### Stated goal
Collect every line of the records below that contains the string "twig", matching case exactly.

── Data provided

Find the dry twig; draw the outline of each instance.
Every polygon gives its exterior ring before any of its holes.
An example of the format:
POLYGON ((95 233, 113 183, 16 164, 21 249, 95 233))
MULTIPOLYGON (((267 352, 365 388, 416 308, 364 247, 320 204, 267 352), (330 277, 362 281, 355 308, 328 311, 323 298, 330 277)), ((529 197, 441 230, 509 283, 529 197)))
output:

────

### Exercise output
Find the dry twig; draw the outline of each instance.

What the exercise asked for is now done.